Kutipan bacaan.
╭──

Liputan6.com, Jakarta Pengadilan Negeri Medan, Sumatera Utara, baru-baru ini menjatuhkan vonis pidana mati kepada Hendrik Kosumo (41) yang terbukti memiliki dan mengelola pabrik ekstasi rumahan di Jalan Kapten Jumhana, Kecamatan Medan Area. Majelis hakim yang dipimpin oleh Nani Sukmawati memutuskan bahwa Hendrik bersalah karena memproduksi dan menyalurkan narkotika golongan I dalam jumlah besar. Selain Hendrik, empat terdakwa lainnya juga dijatuhi hukuman, dengan berbagai vonis yang berbeda.
Dalam putusan yang dibacakan pada Kamis, 6 Maret 2025, hakim mengungkapkan bahwa Hendrik Kosumo terbukti melanggar Pasal 113 ayat (2) Undang-Undang Nomor 35 Tahun 2009 tentang Narkotika. "Menjatuhkan hukuman kepada terdakwa Hendrik Kosumo dengan pidana mati," kata Ketua Majelis Hakim, Nani Sukmawati, dikutip dari ANTARA. Hendrik terbukti memproduksi narkotika dalam bentuk ekstasi yang kemudian dipasarkan ke sejumlah diskotek di Sumatera Utara.

╰──

Sasaran tugas 1.
Menurut kutipan bacaan, siapa yang memimpin majelis hakim dalam perkara Hendrik Kosumo?
Daftar yang disajikan di sini sama sekali tidak berhubungan dengan kutipan bacaan.

Daftar lengkap.
╭──

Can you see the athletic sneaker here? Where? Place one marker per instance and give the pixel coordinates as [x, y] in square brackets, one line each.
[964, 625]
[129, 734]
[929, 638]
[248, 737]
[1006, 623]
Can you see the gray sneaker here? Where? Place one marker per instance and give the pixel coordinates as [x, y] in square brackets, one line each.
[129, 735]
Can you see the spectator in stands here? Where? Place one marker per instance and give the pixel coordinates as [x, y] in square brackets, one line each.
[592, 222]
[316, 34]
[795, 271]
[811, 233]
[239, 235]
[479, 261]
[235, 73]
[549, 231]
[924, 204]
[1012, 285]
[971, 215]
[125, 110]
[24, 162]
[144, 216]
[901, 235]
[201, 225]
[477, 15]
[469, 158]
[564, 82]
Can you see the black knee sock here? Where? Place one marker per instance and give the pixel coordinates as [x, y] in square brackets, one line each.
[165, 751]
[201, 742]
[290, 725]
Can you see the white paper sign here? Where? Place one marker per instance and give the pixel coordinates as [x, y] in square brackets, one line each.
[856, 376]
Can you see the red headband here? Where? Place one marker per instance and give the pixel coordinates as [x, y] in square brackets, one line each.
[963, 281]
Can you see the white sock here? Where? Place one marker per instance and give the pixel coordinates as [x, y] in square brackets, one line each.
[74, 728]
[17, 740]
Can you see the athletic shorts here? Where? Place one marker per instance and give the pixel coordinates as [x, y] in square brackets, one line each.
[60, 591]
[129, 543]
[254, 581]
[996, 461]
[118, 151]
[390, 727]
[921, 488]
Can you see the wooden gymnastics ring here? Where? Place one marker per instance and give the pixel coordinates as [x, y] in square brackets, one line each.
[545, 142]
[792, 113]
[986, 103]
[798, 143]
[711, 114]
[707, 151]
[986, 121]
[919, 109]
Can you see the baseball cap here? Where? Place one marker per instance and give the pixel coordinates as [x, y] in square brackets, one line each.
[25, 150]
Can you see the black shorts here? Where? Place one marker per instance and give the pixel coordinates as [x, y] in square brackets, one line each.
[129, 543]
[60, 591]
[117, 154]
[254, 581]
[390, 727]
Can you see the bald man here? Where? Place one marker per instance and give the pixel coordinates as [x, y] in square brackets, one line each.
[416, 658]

╰──

Sasaran tugas 2.
Saring daftar di atas dan salin setiap baris yang memuat kata "sock".

Hasil akhir 1.
Majelis hakim dipimpin oleh Nani Sukmawati.

Hasil akhir 2.
Can you see the black knee sock here? Where? Place one marker per instance and give the pixel coordinates as [x, y] in square brackets, one line each.
Can you see the white sock here? Where? Place one marker per instance and give the pixel coordinates as [x, y] in square brackets, one line each.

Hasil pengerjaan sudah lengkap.